ЗАДАНИЕ
Ответьте на вопросы по фрагменту ниже.
1. Кто 15 июля передал предварительное распоряжение Ставки о переходе Третьего Украинского фронта в наступление?
2. Какое помещение служило Толбухину кабинетом?
3. Чем, по словам Толбухина, прикрыт правый фланг противника?
--- ИСХОДНЫЙ ФРАГМЕНТ ---
Так были решены два из трех вопросов, обозначившихся еще в первый день приезда Толбухина на Третий Украинский. Решалось и множество других: шло доукомплектование войск личным составом и вооружением, перегруппировка сил, связанная со сменой некоторых соединений и частей, долгое время находившихся в первом эшелоне, чтобы дать им возможность отдохнуть, непрерывно велась разведка и уточнялись данные о противнике, инженерные работы, накопление необходимых запасов продовольствия, фуража, боеприпасов, горючего...
Что же касается того самого важного вопроса, о котором Федор Иванович в первый день своего прибытия на Третий Украинский фронт считал преждевременным обмолвиться хотя бы словом, - решение его исподволь созревало в мыслях командующего, и никто из окружающих до поры до времени не должен был ничего знать об этом.
15 июля заместитель начальника Генерального штаба А. И. Антонов передал предварительное распоряжение Ставки о переходе Третьего Украинского фронта в наступление. С этого момента выработка решения на наступление перешла в решающую фазу. Толбухин впервые вслух заговорил по этому вопросу, однако и теперь еще ничего не предрешая, а лишь высказывая свои соображения относительно возможных направлений наступления войск фронта.
Бирюзов в своих воспоминаниях подробно рассказал о выступлении Толбухина на заседании Военного совета Третьего Украинского фронта 16 июля 1944 года.
"Утром следующего дня собрался Военный совет фронта. Кабинетом Ф. И. Толбухину служила небольшая горница в деревенской хате молдавского крестьянина. В ней стояли простой стол и несколько табуреток. На стене висела двухкилометрового масштаба карта района предстоящих боевых действий. И как только все собрались, Толбухин взял карандаш, подошел к карте и стал рассуждать.
Он словно помолодел, глаза светились задором, а тучная фигура стала сразу какой-то непривычно энергичной и подвижной. Чувствовалось, что у него наступил прилив новых сил, он как бы загорелся внутренним огнем, что с ним обычно бывало в особо напряженные и ответственные моменты боевой обстановки. Энергично жестикулируя, командующий водил карандашом по карте и, обращаясь к нам, говорил:
- Да, интересно начертание линии фронта. Обратите внимание, фронт проходит дугой и выпуклость - в нашу сторону. Если обороняться нам было не совсем удобно, то наступать очень выгодно. Само расположение войск двух фронтов подсказывает, что нужно зажать противника в клещи. - На какое-то мгновение командующий задумался, потом продолжал снова: - Но есть и опасные участки. Видите? Правый фланг противника прикрыт Днестровским лиманом, а выше идут топи, плавни. Значит, противник может оставить здесь минимальное количество войск, а остальные - бросить к центру или на свой левый фланг, к Кишиневу. У противника благоприятные условия для нанесения фланговых ударов. Есть и другие "но"...
Где же нам лучше всего широким потоком устремиться в прорыв? Здесь плавни, тут сильные укрепления - Бендерская крепость. Кицканский плацдарм не совсем удобен, и сосредоточивать на нем крупные силы опасно, да и озеро Ботно с заболоченными берегами помеха. А видели, какие крутые берега у Днестра на этом участке?
--- ИСХОДНЫЕ ДАННЫЕ ---
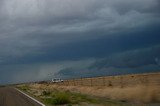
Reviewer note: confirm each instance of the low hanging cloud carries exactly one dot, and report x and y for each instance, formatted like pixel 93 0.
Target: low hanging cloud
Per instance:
pixel 34 33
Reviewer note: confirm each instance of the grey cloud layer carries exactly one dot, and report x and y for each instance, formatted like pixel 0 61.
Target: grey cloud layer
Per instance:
pixel 30 25
pixel 31 28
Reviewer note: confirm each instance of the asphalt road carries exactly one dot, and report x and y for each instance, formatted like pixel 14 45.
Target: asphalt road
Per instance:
pixel 11 97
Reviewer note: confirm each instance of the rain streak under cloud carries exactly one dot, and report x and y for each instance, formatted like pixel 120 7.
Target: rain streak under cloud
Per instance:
pixel 48 38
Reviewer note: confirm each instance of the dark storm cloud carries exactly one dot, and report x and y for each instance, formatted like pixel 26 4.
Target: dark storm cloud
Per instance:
pixel 38 31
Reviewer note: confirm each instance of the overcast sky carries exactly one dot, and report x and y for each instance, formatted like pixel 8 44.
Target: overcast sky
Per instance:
pixel 42 37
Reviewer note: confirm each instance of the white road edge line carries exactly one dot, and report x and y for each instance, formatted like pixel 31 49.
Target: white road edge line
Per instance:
pixel 30 97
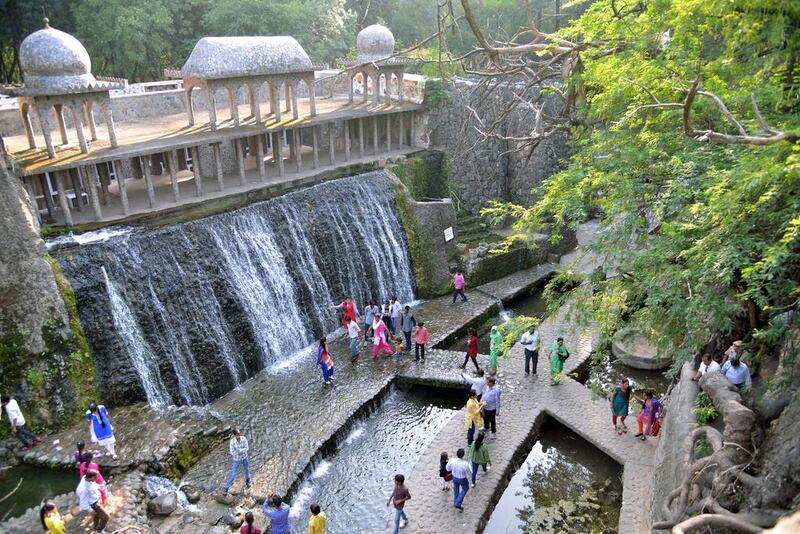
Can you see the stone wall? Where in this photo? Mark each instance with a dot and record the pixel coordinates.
(487, 169)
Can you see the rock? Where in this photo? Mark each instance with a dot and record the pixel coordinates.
(191, 492)
(164, 504)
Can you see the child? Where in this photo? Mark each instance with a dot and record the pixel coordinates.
(445, 475)
(399, 497)
(318, 521)
(420, 340)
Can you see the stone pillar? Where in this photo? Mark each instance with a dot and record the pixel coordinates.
(198, 176)
(144, 161)
(331, 144)
(233, 97)
(62, 198)
(172, 163)
(361, 137)
(62, 127)
(240, 160)
(218, 166)
(262, 171)
(76, 119)
(277, 151)
(109, 118)
(315, 146)
(25, 113)
(87, 111)
(92, 179)
(346, 140)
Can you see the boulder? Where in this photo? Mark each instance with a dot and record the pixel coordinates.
(163, 504)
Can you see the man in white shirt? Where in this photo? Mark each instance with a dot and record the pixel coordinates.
(462, 471)
(17, 421)
(89, 495)
(708, 365)
(530, 342)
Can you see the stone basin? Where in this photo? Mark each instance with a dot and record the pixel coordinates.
(636, 351)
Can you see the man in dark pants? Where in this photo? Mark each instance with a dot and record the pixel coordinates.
(530, 341)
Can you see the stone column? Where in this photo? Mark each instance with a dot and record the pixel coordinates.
(76, 119)
(172, 163)
(277, 151)
(25, 113)
(331, 144)
(87, 110)
(144, 161)
(240, 160)
(62, 127)
(218, 165)
(262, 171)
(198, 176)
(109, 118)
(62, 198)
(315, 146)
(92, 180)
(361, 137)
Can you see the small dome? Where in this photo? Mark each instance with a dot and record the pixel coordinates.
(375, 42)
(54, 62)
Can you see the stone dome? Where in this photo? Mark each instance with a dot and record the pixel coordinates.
(54, 62)
(375, 42)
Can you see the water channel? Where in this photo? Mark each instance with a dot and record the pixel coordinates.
(564, 485)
---
ОТВЕТ
1. Заместитель начальника Генерального штаба А. И. Антонов.
2. Небольшая горница в деревенской хате молдавского крестьянина.
3. Днестровским лиманом.